TO BE DONE: Return every line in the entries below that contains the word "floor". Copy each line without changes.

(Items from a dataset)
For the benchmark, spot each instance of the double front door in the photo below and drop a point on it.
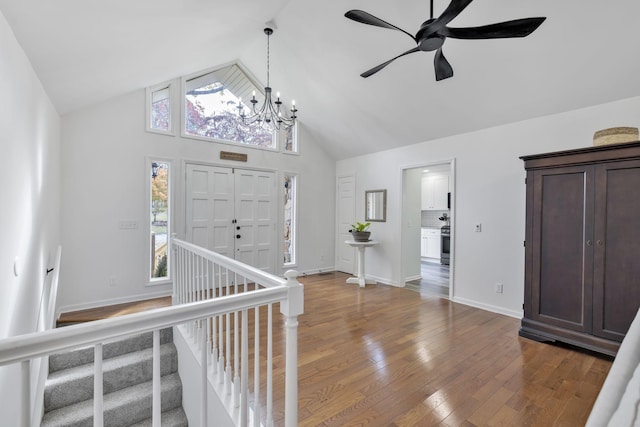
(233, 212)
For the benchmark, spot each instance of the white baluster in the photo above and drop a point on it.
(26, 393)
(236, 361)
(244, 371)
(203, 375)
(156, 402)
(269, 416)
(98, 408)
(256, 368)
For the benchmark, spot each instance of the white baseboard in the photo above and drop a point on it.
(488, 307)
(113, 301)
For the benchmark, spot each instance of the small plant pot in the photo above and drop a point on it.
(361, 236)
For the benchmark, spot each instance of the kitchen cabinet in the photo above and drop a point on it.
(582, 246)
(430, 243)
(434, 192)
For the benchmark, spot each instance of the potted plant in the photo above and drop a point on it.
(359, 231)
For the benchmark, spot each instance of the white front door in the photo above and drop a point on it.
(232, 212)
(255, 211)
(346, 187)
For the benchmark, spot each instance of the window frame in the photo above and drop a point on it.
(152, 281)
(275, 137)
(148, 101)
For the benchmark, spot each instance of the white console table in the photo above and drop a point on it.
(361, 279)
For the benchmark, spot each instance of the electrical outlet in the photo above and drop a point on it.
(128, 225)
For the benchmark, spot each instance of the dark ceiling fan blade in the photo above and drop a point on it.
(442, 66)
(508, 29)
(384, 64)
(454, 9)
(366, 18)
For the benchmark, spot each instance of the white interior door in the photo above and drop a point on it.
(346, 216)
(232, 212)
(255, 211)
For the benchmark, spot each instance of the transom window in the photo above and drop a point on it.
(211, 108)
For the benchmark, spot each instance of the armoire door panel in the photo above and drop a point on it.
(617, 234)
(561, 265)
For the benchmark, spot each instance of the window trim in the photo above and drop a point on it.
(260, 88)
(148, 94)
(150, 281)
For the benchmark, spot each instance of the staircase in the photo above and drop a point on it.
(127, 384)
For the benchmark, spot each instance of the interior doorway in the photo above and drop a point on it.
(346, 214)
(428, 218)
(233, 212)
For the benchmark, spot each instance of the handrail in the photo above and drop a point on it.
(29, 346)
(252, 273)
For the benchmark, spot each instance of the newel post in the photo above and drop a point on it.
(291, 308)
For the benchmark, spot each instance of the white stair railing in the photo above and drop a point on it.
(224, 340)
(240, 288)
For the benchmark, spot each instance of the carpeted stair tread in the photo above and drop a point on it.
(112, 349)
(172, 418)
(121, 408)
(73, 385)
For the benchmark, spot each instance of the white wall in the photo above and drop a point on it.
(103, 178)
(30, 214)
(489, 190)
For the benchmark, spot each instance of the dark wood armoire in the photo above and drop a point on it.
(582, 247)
---
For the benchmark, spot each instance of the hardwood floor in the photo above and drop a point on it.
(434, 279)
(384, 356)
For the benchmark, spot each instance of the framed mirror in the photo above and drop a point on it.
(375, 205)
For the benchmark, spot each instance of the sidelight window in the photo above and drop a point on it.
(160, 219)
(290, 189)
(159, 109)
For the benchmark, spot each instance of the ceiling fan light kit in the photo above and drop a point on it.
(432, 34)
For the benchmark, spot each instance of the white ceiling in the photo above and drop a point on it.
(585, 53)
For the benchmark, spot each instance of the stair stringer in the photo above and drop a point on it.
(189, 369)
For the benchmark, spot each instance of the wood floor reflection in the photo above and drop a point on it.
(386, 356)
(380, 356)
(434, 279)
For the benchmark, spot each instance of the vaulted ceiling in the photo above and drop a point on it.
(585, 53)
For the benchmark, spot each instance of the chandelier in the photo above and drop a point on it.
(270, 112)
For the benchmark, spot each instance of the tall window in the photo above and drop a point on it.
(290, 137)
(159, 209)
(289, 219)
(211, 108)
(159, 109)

IN RESPONSE:
For the benchmark, spot each instance of the hardwood floor in the photo above and drop a point on it.
For the benchmark, spot each instance of the wood floor reflection in the photo above and drop a point on it.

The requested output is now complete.